[Opening Data shown section]

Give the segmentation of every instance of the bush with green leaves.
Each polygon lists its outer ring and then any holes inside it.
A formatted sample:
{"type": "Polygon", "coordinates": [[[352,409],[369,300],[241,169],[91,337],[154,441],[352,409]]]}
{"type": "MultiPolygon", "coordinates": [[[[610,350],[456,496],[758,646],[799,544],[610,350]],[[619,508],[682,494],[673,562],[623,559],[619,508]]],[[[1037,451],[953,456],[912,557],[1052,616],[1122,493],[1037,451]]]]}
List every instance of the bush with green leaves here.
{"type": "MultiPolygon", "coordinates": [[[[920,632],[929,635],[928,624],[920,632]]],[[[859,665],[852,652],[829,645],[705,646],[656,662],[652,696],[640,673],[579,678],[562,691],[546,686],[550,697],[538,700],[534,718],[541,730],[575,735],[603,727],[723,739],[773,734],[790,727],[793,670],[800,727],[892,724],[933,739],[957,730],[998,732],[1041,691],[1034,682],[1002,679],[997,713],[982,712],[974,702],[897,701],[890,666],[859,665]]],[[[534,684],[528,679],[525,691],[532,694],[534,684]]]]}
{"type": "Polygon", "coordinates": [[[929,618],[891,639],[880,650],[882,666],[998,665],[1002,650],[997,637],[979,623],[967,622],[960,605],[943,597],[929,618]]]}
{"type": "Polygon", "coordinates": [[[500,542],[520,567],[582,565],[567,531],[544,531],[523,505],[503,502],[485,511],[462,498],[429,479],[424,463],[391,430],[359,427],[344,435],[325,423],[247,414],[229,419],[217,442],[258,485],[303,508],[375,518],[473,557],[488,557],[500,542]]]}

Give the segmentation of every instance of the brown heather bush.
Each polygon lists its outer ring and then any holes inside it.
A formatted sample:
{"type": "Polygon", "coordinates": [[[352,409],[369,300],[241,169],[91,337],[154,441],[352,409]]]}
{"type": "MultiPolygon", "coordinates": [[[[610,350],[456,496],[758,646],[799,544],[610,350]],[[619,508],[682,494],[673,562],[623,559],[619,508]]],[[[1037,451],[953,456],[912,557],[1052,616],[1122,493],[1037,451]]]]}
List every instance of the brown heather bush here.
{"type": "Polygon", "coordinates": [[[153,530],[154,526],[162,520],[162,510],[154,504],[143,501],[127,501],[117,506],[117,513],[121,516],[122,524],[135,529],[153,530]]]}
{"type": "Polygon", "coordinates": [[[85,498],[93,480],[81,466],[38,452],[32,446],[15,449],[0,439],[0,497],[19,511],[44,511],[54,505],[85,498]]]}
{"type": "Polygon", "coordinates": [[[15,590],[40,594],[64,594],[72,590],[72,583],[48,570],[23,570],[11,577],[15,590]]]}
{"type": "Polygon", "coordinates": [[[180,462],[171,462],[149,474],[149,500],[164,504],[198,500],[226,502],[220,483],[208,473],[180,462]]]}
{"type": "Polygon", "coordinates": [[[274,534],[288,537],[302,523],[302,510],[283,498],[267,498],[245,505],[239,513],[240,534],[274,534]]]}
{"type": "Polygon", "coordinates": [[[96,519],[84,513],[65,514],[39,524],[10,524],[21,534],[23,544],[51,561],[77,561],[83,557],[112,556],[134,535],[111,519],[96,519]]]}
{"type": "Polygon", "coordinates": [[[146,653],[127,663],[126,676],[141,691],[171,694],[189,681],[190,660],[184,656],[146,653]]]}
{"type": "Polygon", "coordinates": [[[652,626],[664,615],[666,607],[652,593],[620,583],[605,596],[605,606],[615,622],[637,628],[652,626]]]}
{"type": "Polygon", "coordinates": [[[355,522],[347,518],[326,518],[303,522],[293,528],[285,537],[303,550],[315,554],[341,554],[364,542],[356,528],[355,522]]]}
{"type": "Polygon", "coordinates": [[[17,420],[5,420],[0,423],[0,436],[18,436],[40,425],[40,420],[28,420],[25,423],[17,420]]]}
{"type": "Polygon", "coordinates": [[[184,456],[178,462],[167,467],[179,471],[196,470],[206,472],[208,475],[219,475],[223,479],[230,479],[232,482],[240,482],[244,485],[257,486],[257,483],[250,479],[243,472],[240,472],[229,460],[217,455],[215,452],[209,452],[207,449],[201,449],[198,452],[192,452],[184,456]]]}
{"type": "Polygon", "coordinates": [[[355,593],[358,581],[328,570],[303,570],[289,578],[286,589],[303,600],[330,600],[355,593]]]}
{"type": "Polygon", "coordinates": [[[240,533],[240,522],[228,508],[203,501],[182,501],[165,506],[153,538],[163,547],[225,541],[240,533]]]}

[Closing Data shown section]

__Task directions__: The number alone, please: how many lines in the data contain the string "segmentation"?

__Answer section__: 2